*Sezione del documento:*
★ ★ ★ ★

UN POIEO SOSPESO TRA CLASSICISMO E MODERNITA’
Nota di lettura di Valeria Serofilli al volume Indissolubile Nucleo (Leonida Edizioni, Reggio Calabria 2009) di Bruno Laganà.
Tra moderno e classico si colloca il volume di Bruno Laganà Indissolubile Nucleo edito da Leonida Edizioni nel maggio del 2009.
Moderno è lo sguardo e la capacità di osservare il reale nelle sue sfaccettature più aspre e prosastiche; classico, al contrario, è l’andamento arioso e la capacità di ricreare un’armonia e una visione d’insieme che concili gli elementi contraddittori, la coincidenza degli opposti.
Queste due dimensioni però non scorrono separate come su binari paralleli, ma si fondono in un’unità ben fluida e definita grazie alla capacità ritmica e lessicale dell’autore.
Un esempio di questo fertile abbinamento è stato opportunamente evidenziato dalla prefatrice del libro Domenica Moscato quasi ad esergo della sua presentazione del volume (cfr. pag. 5 e pag. 24):
“Afferravo lo spicchio di luna
e ne facevo falce
per stendere il grano già maturo
e prepararmi un letto nuovo”.
Questi versi, se da un lato veicolano l’immagine ormai emblematica di un certo atteggiamento romantico personificato dal poeta Pierrot, dall’altro per il linguaggio caratterizzato da un andamento ritmico fortemente allitterante e dall’espressione di un’esigenza individuale nonché dall’atteggiamento volitivo proiettato verso il futuro, sono invece proprie di un fare poesia molto più moderno e attuale.

★ ★ ★ ★

*Dati forniti:*

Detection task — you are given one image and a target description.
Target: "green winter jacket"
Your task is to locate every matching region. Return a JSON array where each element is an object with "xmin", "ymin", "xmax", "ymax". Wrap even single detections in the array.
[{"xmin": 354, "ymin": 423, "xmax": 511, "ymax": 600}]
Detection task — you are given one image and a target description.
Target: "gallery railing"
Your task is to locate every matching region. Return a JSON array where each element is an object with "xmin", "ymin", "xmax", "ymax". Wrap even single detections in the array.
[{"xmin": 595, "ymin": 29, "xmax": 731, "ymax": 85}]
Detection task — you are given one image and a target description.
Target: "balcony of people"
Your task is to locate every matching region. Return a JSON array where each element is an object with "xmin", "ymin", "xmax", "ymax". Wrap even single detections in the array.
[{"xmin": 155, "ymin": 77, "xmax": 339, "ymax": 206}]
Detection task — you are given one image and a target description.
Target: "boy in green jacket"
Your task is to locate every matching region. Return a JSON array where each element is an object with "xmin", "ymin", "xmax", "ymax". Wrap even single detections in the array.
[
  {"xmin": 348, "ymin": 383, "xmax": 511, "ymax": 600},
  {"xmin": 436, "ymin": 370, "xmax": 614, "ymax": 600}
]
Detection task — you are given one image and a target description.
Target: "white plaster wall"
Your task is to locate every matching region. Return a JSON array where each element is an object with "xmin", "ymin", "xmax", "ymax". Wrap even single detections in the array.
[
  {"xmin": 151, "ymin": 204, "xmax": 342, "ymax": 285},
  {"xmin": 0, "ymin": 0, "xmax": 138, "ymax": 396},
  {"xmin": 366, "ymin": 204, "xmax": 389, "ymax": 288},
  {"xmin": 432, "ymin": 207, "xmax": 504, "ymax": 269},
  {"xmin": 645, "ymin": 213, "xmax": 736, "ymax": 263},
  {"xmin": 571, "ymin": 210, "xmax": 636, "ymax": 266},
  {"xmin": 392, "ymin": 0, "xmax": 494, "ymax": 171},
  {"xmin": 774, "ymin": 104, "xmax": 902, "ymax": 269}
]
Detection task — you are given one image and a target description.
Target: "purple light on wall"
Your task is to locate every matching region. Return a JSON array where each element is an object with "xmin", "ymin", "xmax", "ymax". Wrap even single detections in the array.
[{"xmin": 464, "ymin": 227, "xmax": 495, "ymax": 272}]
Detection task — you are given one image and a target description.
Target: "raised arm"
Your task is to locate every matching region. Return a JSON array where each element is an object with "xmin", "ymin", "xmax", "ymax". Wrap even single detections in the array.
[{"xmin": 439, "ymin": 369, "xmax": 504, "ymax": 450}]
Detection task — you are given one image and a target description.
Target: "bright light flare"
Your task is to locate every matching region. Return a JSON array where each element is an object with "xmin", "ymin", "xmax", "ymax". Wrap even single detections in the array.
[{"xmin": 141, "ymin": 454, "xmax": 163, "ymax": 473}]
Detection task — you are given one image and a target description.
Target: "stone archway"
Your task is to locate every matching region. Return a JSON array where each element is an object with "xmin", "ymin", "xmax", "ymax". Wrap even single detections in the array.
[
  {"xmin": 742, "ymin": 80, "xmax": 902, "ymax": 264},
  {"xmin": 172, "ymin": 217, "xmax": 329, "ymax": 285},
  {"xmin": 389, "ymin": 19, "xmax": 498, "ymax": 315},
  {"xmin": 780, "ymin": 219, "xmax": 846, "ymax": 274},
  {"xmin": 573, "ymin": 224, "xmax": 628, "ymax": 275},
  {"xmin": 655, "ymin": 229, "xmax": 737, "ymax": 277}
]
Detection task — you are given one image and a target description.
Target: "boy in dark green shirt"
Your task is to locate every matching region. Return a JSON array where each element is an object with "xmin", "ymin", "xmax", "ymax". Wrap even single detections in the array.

★ ★ ★ ★

*Problema enunciato 1:* Trascrivi testualmente il passo della nota di lettura che va da "Tra moderno e" fino a "coincidenza degli opposti." compreso.
*Problema enunciato 2:* Stabilisci se ciascuna affermazione concorda con la nota di lettura. Rispondi sì o no e cita tra virgolette le parole della nota che lo decidono. (a) Il volume è uscito presso Leonida Edizioni nel maggio del 2009. (b) Le due dimensioni, moderna e classica, scorrono separate come su binari paralleli. (c) La prefatrice del libro è Domenica Moscato.

*Risultato atteso 1:*
Tra moderno e classico si colloca il volume di Bruno Laganà Indissolubile Nucleo edito da Leonida Edizioni nel maggio del 2009.
Moderno è lo sguardo e la capacità di osservare il reale nelle sue sfaccettature più aspre e prosastiche; classico, al contrario, è l’andamento arioso e la capacità di ricreare un’armonia e una visione d’insieme che concili gli elementi contraddittori, la coincidenza degli opposti.

*Risultato atteso 2:*
(a) Sì: "edito da Leonida Edizioni nel maggio del 2009".
(b) No: "Queste due dimensioni però non scorrono separate come su binari paralleli, ma si fondono in un’unità ben fluida e definita".
(c) Sì: "dalla prefatrice del libro Domenica Moscato".